■ **Problem**: Rewrite the material below so that "even-odd rule" becomes "nonzero winding rule" wherever it occurs, keeping every other word the same.

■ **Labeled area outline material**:
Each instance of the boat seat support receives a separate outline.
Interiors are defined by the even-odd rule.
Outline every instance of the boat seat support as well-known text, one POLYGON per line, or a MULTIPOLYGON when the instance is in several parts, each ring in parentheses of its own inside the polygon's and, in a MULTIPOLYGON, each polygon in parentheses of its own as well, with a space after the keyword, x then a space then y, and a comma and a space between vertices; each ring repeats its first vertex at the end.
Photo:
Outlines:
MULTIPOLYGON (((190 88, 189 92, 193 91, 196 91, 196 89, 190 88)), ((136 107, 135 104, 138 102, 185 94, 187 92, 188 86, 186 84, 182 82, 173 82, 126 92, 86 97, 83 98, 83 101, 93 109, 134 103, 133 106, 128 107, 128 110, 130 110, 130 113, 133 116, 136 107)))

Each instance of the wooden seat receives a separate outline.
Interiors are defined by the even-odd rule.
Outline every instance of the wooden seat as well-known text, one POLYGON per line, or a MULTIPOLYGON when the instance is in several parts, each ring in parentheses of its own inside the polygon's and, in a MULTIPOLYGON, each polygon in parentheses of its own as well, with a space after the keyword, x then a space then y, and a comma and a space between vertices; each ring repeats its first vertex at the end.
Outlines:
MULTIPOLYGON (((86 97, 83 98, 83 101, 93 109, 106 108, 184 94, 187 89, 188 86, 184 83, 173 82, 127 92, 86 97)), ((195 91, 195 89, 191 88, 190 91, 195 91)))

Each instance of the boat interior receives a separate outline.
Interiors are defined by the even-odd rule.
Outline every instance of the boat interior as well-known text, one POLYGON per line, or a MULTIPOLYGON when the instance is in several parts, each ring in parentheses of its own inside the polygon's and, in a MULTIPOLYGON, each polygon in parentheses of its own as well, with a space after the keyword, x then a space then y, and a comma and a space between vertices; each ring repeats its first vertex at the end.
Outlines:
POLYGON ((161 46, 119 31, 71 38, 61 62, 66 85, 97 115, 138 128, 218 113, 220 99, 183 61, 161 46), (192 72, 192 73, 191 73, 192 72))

■ **Answer to the task**:
Each instance of the boat seat support receives a separate outline.
Interiors are defined by the nonzero winding rule.
Outline every instance of the boat seat support as well-known text, one POLYGON per line, or a MULTIPOLYGON when the instance is in several parts, each ring in parentheses of its own inside the polygon's and, in a MULTIPOLYGON, each polygon in parentheses of its own as well, with a space after the keyword, x then a space then y, and a comma and a space between vertices; each ring repeats its first vertex at the end.
Photo:
Outlines:
MULTIPOLYGON (((190 88, 189 92, 193 91, 196 91, 196 89, 190 88)), ((136 107, 135 104, 138 102, 185 94, 187 92, 188 86, 186 84, 182 82, 173 82, 126 92, 86 97, 83 98, 83 101, 93 109, 134 103, 133 106, 128 107, 128 110, 130 110, 130 113, 133 116, 136 107)))

Each instance of the wooden seat receives a separate outline.
Interiors are defined by the nonzero winding rule.
Outline every instance of the wooden seat as well-known text, one POLYGON per line, or a MULTIPOLYGON when the instance is in several parts, each ring in parentheses of its own inside the polygon's and, in a MULTIPOLYGON, each polygon in parentheses of its own as well, with a space after the keyword, x then a space then y, and a comma and a space between vertices; each ring repeats its first vertex at the end.
Outlines:
MULTIPOLYGON (((86 97, 83 98, 83 101, 93 109, 106 108, 184 94, 187 89, 188 86, 184 83, 173 82, 127 92, 86 97)), ((195 91, 195 89, 191 88, 190 91, 195 91)))

Each instance of the boat interior receives a separate outline.
Interiors are defined by the nonzero winding rule.
Outline every instance of the boat interior as well-known text, one POLYGON per line, or a MULTIPOLYGON when the instance is in several parts, each ring in parentheses of its own inside the polygon's and, in a MULTIPOLYGON, each polygon in parentheses of its own as well, with a space after the keyword, x then a space then y, and a comma and a space between vertices; each ring repeats its first vertex at the end.
Outlines:
POLYGON ((161 46, 119 31, 71 38, 61 62, 66 85, 97 115, 138 128, 218 113, 220 99, 183 61, 161 46), (192 72, 192 73, 191 73, 192 72))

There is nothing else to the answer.